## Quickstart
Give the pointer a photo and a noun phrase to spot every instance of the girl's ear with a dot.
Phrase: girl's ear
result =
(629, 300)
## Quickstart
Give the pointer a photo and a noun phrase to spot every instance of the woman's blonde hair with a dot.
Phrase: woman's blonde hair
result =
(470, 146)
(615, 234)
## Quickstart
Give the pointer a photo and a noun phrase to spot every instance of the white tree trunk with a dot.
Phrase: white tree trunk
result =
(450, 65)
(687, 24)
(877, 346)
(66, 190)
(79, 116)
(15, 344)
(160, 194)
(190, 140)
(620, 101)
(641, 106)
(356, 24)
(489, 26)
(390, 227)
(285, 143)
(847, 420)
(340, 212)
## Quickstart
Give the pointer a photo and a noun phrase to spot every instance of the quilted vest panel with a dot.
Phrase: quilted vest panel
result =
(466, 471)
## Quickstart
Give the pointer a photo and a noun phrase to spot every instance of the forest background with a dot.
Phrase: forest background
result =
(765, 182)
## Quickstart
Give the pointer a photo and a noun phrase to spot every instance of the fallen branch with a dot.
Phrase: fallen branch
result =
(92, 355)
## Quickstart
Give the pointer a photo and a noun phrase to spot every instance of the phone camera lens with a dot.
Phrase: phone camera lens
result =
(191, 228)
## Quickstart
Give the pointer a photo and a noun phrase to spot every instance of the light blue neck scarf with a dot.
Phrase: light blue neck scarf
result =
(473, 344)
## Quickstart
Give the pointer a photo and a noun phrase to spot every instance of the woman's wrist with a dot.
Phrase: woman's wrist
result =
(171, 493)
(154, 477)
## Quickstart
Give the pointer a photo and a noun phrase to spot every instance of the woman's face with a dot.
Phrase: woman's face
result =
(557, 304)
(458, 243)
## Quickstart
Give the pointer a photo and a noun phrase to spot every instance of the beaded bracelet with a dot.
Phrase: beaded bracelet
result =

━━━

**WHAT IS EXPECTED**
Everything from the line containing "Phrase: woman's wrist" through the last line of the records must be given again exactly; leave out all other lines.

**OUTPUT FOR THIS TASK**
Phrase: woman's wrist
result =
(171, 493)
(154, 477)
## Quickstart
Give the pointer a photo and a noun phrase to spot every instance of the woman's face with a dot.
Phrase: woman's face
result =
(557, 304)
(458, 243)
## Quickstart
Give the pointer a photo and a noun phrase to spot every instance of the beaded bracelet with a dot.
Phrase: beaded bracelet
result =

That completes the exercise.